> [Text excerpt]
By Christian Sjoberg, Chris Beorkrem, Jefferson Ellinger, and Alireza Karduni- Presented at ACSA 2017
Link to full paper
Computational tools used by designers exist within an ecosystem of software providing packages of functionality to the user. The ultimate goal of this project is to create an agent based modeling tool which can provide designers with a means of integrating human movement into the computational design process. In order to maximize the usability of the tool, this project has been developed as a package for Dynamo, the scripting environment for the BIM software Autodesk Revit. This tool was written primarily in Python programming language using the Dynamo API with some additional functionality provided by standard Dynamo components. This allows designers to use this tool within the context of scripts or graphs which they may already be producing during the design process.
Each type of object in a designer’s model may have different effects on the behavior of agents navigating the space. At their most basic level, walls serve to impede the movement of an agent, furniture impedes movement but not visual perception, and circulation elements such as stairs and elevators may serve as attractors pulling agents through a lobby towards levels above. Additionally, certain programmatic elements may attract or repel the agents based on their desires. This package for Dynamo will provide designers with a method for defining and integrating the effects that these elements may have on occupants into the computational processes they use for design.
This agent based tool requires four primary inputs. First, the user specifies the quantity of occupants that they wish to simulate. Agents must then receive a list of possible starting states. This is provided as an input to the tool in the form of a list of point locations. Third, the system requires a list of point locations to serve as the agent’s possible destinations. Starting and ending locations are then randomly matched in order to provide a location-target pair for each agent in the simulation. Finally, the user provides the system with an array of solid geometries defining the environment for the agents to occupy. These geometries are selected by the user from their Revit model. The user must also define the appropriate response to the agent to the objects provided. Some additional settings for agent speed and other variables can be manipulated by the user as well. These inputs create the basic conditions for the simulation.

> [Given request]
Write out everything in the agent-based modeling text above from "By Christian Sjoberg, Chris" down to "the design process.".

> [Listed entries]
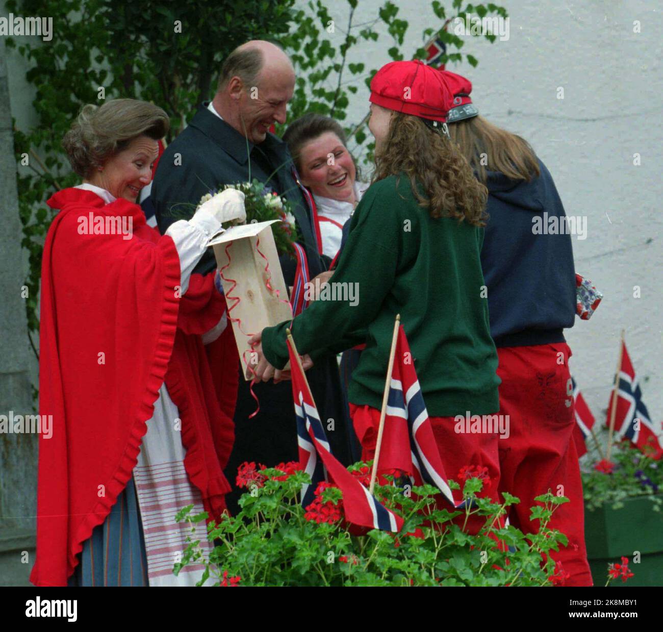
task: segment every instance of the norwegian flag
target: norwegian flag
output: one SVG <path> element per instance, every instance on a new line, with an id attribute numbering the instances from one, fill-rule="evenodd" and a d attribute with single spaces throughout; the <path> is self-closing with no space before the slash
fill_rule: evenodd
<path id="1" fill-rule="evenodd" d="M 453 507 L 463 506 L 447 483 L 402 325 L 396 342 L 378 464 L 379 473 L 396 470 L 412 477 L 414 485 L 426 483 L 436 487 Z"/>
<path id="2" fill-rule="evenodd" d="M 297 418 L 300 466 L 309 474 L 312 480 L 310 485 L 305 485 L 302 489 L 302 506 L 306 507 L 313 502 L 318 484 L 327 480 L 328 474 L 334 484 L 343 492 L 343 506 L 348 522 L 385 531 L 400 531 L 403 526 L 402 518 L 378 502 L 332 454 L 313 396 L 289 340 L 288 352 L 292 367 L 292 396 Z"/>
<path id="3" fill-rule="evenodd" d="M 585 440 L 591 434 L 591 427 L 594 425 L 594 416 L 587 405 L 575 380 L 572 377 L 573 385 L 573 411 L 575 415 L 575 427 L 573 428 L 573 440 L 578 456 L 587 454 Z"/>
<path id="4" fill-rule="evenodd" d="M 660 459 L 663 456 L 663 432 L 661 423 L 654 423 L 650 419 L 646 407 L 642 403 L 640 385 L 626 349 L 626 343 L 623 342 L 622 345 L 615 431 L 619 439 L 628 439 L 640 450 L 649 444 L 654 449 L 654 458 Z M 609 427 L 613 399 L 614 391 L 612 391 L 610 393 L 608 414 L 605 419 L 605 424 Z"/>
<path id="5" fill-rule="evenodd" d="M 442 56 L 447 52 L 447 45 L 438 37 L 426 49 L 428 55 L 426 58 L 427 66 L 439 70 L 444 70 L 444 64 L 442 62 Z"/>

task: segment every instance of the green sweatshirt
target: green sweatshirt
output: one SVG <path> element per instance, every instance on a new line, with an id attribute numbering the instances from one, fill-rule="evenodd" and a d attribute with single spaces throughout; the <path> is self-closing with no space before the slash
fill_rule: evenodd
<path id="1" fill-rule="evenodd" d="M 431 218 L 404 174 L 371 185 L 351 222 L 328 288 L 335 300 L 312 302 L 292 322 L 299 353 L 315 362 L 322 353 L 365 342 L 348 397 L 379 410 L 400 314 L 428 414 L 497 412 L 497 354 L 482 298 L 483 229 Z M 276 368 L 288 361 L 289 324 L 263 331 L 263 353 Z"/>

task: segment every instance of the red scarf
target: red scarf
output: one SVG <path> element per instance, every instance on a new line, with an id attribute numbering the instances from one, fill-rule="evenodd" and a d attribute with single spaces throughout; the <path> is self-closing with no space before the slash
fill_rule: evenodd
<path id="1" fill-rule="evenodd" d="M 139 206 L 123 199 L 105 204 L 95 194 L 73 188 L 48 204 L 60 212 L 42 265 L 39 412 L 52 415 L 53 432 L 39 438 L 30 581 L 64 586 L 82 543 L 131 476 L 164 381 L 180 411 L 189 478 L 212 517 L 223 510 L 230 487 L 222 468 L 233 439 L 227 399 L 236 397 L 237 360 L 213 377 L 198 335 L 225 308 L 213 275 L 192 275 L 178 298 L 174 244 L 145 223 Z M 131 218 L 133 236 L 85 234 L 93 227 L 87 225 L 91 212 L 104 220 Z M 234 346 L 228 331 L 212 343 L 217 349 Z M 221 385 L 223 412 L 215 392 Z"/>

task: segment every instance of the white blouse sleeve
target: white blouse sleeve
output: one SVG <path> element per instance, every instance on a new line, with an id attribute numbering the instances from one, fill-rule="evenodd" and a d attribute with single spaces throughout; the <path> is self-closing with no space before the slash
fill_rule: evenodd
<path id="1" fill-rule="evenodd" d="M 207 210 L 199 210 L 190 220 L 168 226 L 166 234 L 175 243 L 180 255 L 181 296 L 188 289 L 191 273 L 207 249 L 208 241 L 220 229 L 221 222 Z"/>

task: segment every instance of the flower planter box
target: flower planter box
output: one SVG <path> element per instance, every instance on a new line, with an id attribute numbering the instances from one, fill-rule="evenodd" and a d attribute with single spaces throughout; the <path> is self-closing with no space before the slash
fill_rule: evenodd
<path id="1" fill-rule="evenodd" d="M 627 498 L 619 509 L 609 505 L 593 511 L 585 507 L 585 540 L 596 586 L 605 584 L 608 564 L 619 562 L 623 555 L 634 576 L 626 583 L 614 580 L 611 586 L 663 586 L 663 513 L 652 511 L 647 497 Z M 639 564 L 633 563 L 636 551 Z"/>

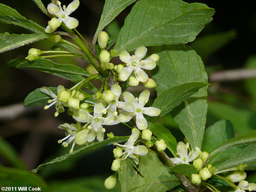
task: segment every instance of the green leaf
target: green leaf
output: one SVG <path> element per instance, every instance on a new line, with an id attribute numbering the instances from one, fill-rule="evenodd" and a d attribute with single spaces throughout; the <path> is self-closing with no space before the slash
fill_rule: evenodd
<path id="1" fill-rule="evenodd" d="M 236 32 L 231 30 L 197 38 L 190 44 L 204 61 L 236 37 Z"/>
<path id="2" fill-rule="evenodd" d="M 15 9 L 3 4 L 0 4 L 0 22 L 18 25 L 36 33 L 45 32 L 44 28 L 32 20 L 27 20 Z"/>
<path id="3" fill-rule="evenodd" d="M 163 192 L 180 184 L 150 149 L 140 158 L 138 166 L 130 158 L 121 161 L 118 175 L 123 192 Z"/>
<path id="4" fill-rule="evenodd" d="M 211 153 L 208 158 L 214 154 L 230 147 L 248 145 L 255 143 L 256 143 L 256 130 L 239 135 L 224 142 Z"/>
<path id="5" fill-rule="evenodd" d="M 184 45 L 154 47 L 160 59 L 152 72 L 157 95 L 174 86 L 193 82 L 207 83 L 207 74 L 200 57 Z M 171 112 L 172 116 L 193 148 L 201 148 L 207 112 L 207 86 L 185 100 Z"/>
<path id="6" fill-rule="evenodd" d="M 159 123 L 154 123 L 150 127 L 149 129 L 157 139 L 164 140 L 167 146 L 167 148 L 172 152 L 175 157 L 177 157 L 176 154 L 177 142 L 168 129 Z"/>
<path id="7" fill-rule="evenodd" d="M 212 20 L 214 12 L 204 4 L 180 0 L 141 0 L 126 18 L 114 49 L 186 44 Z"/>
<path id="8" fill-rule="evenodd" d="M 256 144 L 250 145 L 239 151 L 233 153 L 233 156 L 216 167 L 216 171 L 234 167 L 240 164 L 246 164 L 246 170 L 256 170 Z M 227 160 L 227 159 L 226 159 Z"/>
<path id="9" fill-rule="evenodd" d="M 5 32 L 0 34 L 0 53 L 45 39 L 49 37 L 49 35 L 42 33 L 17 35 Z"/>
<path id="10" fill-rule="evenodd" d="M 57 95 L 57 88 L 49 87 L 53 93 Z M 30 93 L 24 100 L 24 106 L 41 106 L 43 104 L 47 103 L 49 99 L 52 98 L 49 95 L 40 91 L 41 88 L 38 88 Z"/>
<path id="11" fill-rule="evenodd" d="M 49 162 L 46 163 L 45 163 L 40 165 L 36 169 L 33 169 L 32 171 L 31 171 L 31 172 L 34 173 L 36 173 L 39 170 L 40 170 L 41 169 L 43 168 L 44 167 L 45 167 L 46 166 L 47 166 L 49 164 L 54 163 L 56 162 L 59 162 L 60 161 L 62 161 L 63 160 L 67 159 L 70 157 L 76 154 L 77 153 L 79 153 L 80 152 L 85 151 L 86 150 L 89 149 L 93 149 L 96 147 L 102 147 L 103 146 L 113 144 L 114 143 L 126 141 L 128 140 L 128 138 L 129 138 L 128 137 L 126 136 L 115 137 L 114 137 L 111 139 L 108 139 L 107 140 L 103 140 L 103 141 L 99 142 L 97 142 L 95 143 L 91 144 L 90 145 L 89 145 L 86 146 L 85 147 L 81 147 L 81 148 L 79 148 L 78 149 L 74 151 L 73 152 L 71 153 L 66 154 L 64 155 L 62 155 L 62 156 L 57 157 L 54 159 L 54 160 L 51 160 Z"/>
<path id="12" fill-rule="evenodd" d="M 126 7 L 137 0 L 106 0 L 98 28 L 93 37 L 93 44 L 96 43 L 99 35 Z"/>
<path id="13" fill-rule="evenodd" d="M 198 174 L 198 172 L 195 167 L 192 165 L 180 164 L 171 168 L 172 172 L 179 174 L 191 177 L 192 174 Z"/>

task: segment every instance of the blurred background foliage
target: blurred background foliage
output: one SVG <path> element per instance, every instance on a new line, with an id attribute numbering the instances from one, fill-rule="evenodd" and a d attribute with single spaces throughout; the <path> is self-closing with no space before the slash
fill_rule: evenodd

> [Response for this exercise]
By Christian Sjoberg, Chris Beorkrem, Jefferson Ellinger, and Alireza Karduni- Presented at ACSA 2017
Link to full paper
Computational tools used by designers exist within an ecosystem of software providing packages of functionality to the user. The ultimate goal of this project is to create an agent based modeling tool which can provide designers with a means of integrating human movement into the computational design process. In order to maximize the usability of the tool, this project has been developed as a package for Dynamo, the scripting environment for the BIM software Autodesk Revit. This tool was written primarily in Python programming language using the Dynamo API with some additional functionality provided by standard Dynamo components. This allows designers to use this tool within the context of scripts or graphs which they may already be producing during the design process.